--- EXERCISE DIRECTIONS ---
Put the lines below into a numbered list, leaving out any blank lines.
────────────────
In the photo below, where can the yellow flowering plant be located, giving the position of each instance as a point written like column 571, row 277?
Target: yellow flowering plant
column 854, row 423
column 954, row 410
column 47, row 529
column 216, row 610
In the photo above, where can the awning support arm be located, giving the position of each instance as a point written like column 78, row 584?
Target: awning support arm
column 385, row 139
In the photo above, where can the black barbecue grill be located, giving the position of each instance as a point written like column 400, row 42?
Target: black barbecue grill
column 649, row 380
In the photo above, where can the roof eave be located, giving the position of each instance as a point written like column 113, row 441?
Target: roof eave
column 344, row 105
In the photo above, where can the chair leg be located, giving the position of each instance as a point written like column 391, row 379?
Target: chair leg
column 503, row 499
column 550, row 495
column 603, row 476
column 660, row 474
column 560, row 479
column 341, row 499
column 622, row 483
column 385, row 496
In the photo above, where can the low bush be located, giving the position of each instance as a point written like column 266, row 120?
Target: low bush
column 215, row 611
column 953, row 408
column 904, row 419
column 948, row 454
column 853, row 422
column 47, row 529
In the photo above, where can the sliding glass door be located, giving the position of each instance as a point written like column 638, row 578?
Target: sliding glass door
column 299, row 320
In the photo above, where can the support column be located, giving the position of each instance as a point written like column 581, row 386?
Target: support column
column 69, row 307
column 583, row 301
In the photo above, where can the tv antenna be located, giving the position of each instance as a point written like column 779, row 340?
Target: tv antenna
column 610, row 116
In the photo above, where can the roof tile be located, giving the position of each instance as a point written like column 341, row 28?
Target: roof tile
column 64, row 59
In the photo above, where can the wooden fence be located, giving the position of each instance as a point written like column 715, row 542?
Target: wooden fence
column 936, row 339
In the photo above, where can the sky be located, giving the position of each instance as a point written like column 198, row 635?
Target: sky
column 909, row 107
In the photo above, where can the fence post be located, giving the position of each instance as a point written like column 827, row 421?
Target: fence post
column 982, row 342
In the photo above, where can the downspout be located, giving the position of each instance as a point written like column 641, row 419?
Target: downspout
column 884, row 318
────────────────
--- RIGHT ANSWER ---
1. In the photo below, where can the yellow flowering plant be located, giving the position of each instance as a point written like column 571, row 277?
2. Target: yellow flowering plant
3. column 854, row 423
4. column 954, row 410
5. column 47, row 529
6. column 216, row 610
7. In the photo above, where can the awning support arm be located, giving the position of each instance as a point written like column 78, row 584?
8. Target: awning support arm
9. column 385, row 139
10. In the photo above, where can the black barbecue grill be located, giving the position of each instance as a point written like column 400, row 42?
11. Target: black barbecue grill
12. column 649, row 380
13. In the photo above, where can the roof eave be located, giving the position of each instance as a point written like column 113, row 441?
14. Target: roof eave
15. column 344, row 105
16. In the photo above, where can the chair leg be located, giving the position of each instance as a point written like column 391, row 379?
17. Target: chair leg
18. column 503, row 499
19. column 550, row 495
20. column 603, row 476
21. column 660, row 474
22. column 560, row 479
23. column 341, row 499
24. column 622, row 483
25. column 385, row 496
26. In the photo above, where can the low bush be located, giving the position of each instance as a point written like column 266, row 120?
27. Target: low bush
28. column 215, row 611
29. column 953, row 408
30. column 904, row 419
31. column 948, row 454
32. column 853, row 422
33. column 47, row 529
34. In the photo above, where can the sliding glass door be located, giving the position of each instance as a point written like column 638, row 578?
35. Target: sliding glass door
36. column 299, row 320
37. In the photo above, where can the support column be located, giving the position of each instance as a point written like column 581, row 386?
38. Target: support column
39. column 69, row 307
40. column 583, row 301
41. In the photo above, where can the tv antenna be located, giving the position of each instance as a point written like column 779, row 340?
42. Target: tv antenna
43. column 610, row 116
44. In the photo above, where can the roof tile be located, giving the position of each instance as a point written like column 341, row 28?
45. Target: roof tile
46. column 64, row 59
47. In the photo above, where can the wooden fence be located, giving the position of each instance as a point written like column 715, row 542?
48. Target: wooden fence
49. column 936, row 339
50. In the photo above, where can the sky be located, giving the position of each instance as a point written like column 198, row 635?
51. Target: sky
52. column 909, row 107
53. In the photo above, where can the fence post be located, giving the position of each instance as a point written like column 827, row 421?
54. Target: fence post
55. column 982, row 342
56. In the photo above, where can the downspout be located, giving the position of each instance as a point written like column 641, row 419?
57. Target: downspout
58. column 884, row 318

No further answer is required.